§ What you need to do
(a) In the forum post about computing confidence intervals with PyTorch, what does the author say they got when their values were negative?
(b) Pick up the forum post about computing confidence intervals with PyTorch after its last line and continue writing it.

What is the proper way to compute 95% confidence intervals with PyTorch for classification and regression?

I wanted to report 90, 95, 99, etc. confidence intervals on my data using PyTorch. But confidence intervals seems too important to leave my implementation untested or criticized so I wanted feedback - should be checked by at least some expert. Furthermore, I already noticed I got NaN values when my values when negative which make me think my code only works for classification (at the very least) but I also do regression. I am also surprised that using the numpy code directly actually gave me differentiable tensors…not something I was expecting.

So is this correct?:

import numpy as np
import scipy
import torch
from torch import Tensor

P_CI = {0.90: 1.64,
        0.95: 1.96,
        0.98: 2.33,
        0.99: 2.58,

def mean_confidence_interval_rfs(data, confidence=0.95):
    a = 1.0 * np.array(data)

§ Records shown
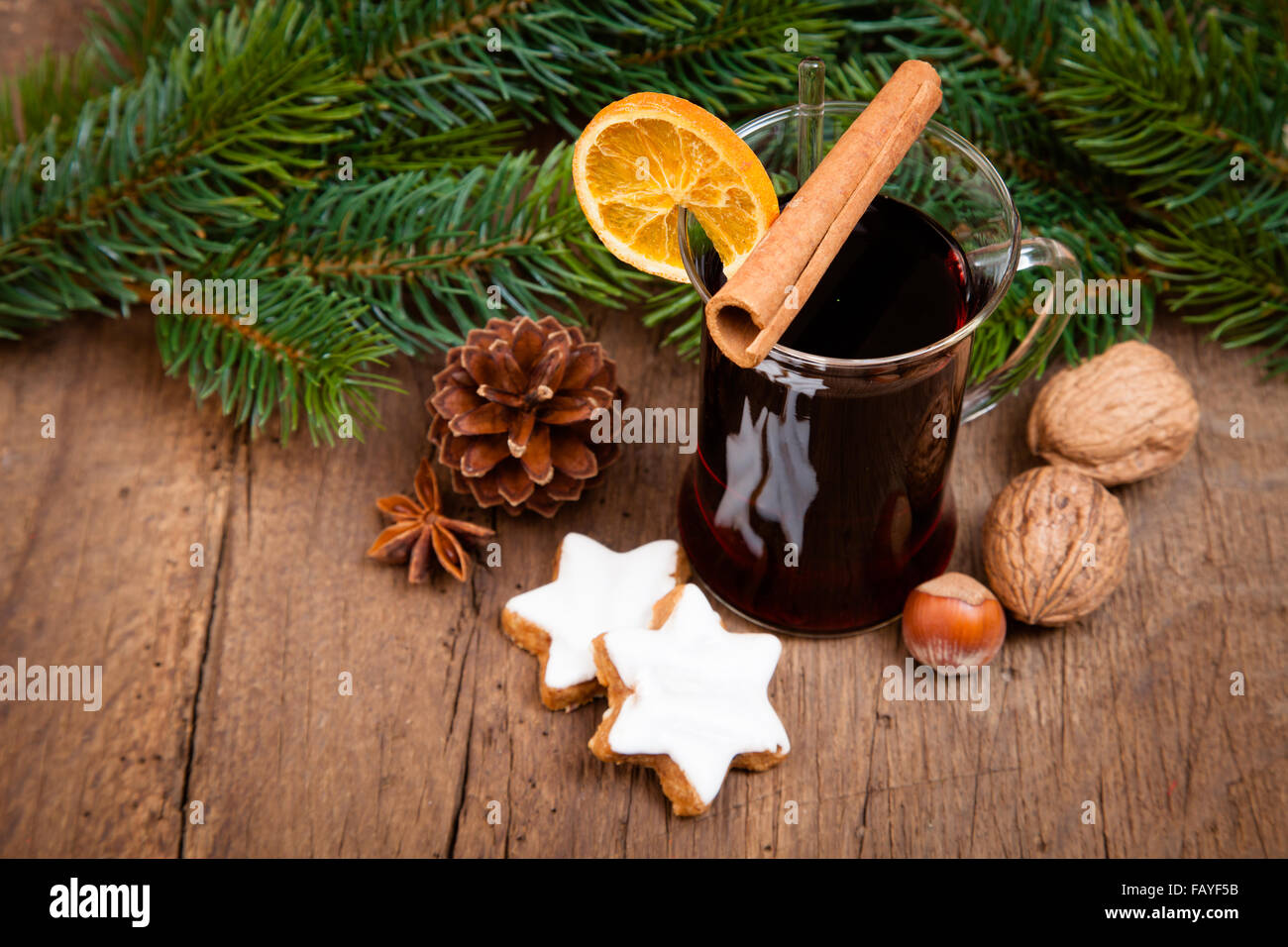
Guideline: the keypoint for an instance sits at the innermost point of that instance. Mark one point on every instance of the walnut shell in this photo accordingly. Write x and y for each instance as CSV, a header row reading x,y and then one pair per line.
x,y
1121,416
1035,552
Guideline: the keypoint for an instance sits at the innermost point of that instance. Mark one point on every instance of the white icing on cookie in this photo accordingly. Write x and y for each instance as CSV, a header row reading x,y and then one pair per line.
x,y
597,590
699,692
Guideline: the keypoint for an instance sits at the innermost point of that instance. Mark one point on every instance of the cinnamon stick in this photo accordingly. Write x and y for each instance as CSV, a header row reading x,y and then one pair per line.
x,y
751,312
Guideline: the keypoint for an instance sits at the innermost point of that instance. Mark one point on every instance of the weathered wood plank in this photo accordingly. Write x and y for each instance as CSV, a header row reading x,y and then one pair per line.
x,y
94,570
1129,709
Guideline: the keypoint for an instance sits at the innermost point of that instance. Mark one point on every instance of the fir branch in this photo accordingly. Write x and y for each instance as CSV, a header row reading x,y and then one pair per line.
x,y
304,357
1170,108
160,174
437,256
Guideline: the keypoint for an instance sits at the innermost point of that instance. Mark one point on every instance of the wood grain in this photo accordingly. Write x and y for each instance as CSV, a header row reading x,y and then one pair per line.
x,y
223,681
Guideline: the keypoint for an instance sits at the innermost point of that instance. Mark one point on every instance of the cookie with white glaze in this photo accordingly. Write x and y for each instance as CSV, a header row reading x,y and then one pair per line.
x,y
690,698
593,590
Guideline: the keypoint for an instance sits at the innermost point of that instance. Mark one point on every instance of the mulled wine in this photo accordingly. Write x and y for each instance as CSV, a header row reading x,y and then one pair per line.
x,y
816,497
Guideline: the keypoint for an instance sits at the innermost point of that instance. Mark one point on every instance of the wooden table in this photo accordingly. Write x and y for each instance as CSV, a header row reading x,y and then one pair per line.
x,y
222,681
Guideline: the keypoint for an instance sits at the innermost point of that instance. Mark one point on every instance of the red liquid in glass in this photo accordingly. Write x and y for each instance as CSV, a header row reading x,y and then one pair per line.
x,y
816,499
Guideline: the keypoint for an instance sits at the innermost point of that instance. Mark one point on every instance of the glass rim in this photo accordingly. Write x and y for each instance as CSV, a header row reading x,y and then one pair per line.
x,y
807,360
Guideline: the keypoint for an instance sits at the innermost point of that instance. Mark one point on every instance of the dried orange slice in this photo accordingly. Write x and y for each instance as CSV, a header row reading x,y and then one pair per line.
x,y
644,157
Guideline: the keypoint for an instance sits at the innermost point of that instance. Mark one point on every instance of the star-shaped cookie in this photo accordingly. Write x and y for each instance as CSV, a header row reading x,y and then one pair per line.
x,y
690,699
593,590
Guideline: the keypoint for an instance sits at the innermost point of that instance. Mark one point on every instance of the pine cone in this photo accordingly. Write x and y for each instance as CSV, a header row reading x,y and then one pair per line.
x,y
511,414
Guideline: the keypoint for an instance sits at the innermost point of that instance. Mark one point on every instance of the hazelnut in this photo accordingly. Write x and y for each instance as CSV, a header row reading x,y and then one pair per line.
x,y
1055,545
953,621
1119,418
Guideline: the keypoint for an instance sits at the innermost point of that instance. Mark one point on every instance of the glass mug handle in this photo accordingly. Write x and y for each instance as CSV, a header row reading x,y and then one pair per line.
x,y
1042,335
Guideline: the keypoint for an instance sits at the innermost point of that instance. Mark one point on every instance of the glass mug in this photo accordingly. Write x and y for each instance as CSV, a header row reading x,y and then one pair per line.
x,y
816,499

§ Responses to the exercise
(a) NaN values.

(b)
    n = len(a)
    m, se = np.mean(a), scipy.stats.sem(a)
    h = se * scipy.stats.t.ppf((1 + confidence) / 2., n - 1)
    return m, h

def mean_confidence_interval(data, confidence=0.95):
    a = 1.0 * np.array(data)
    n = len(a)
    m, se = np.mean(a), scipy.stats.sem(a)
    h = se * scipy.stats.t.ppf((1 + confidence) / 2., n - 1)
    return m, m - h, m + h

def ci(a, p=0.95):
    import numpy as np, scipy.stats as st
    st.t.interval(p, len(a) - 1, loc=np.mean(a), scale=st.sem(a))

# def ci(a, p=0.95):
#     import statsmodels.stats.api as sms
#     sms.DescrStatsW(a).tconfint_mean()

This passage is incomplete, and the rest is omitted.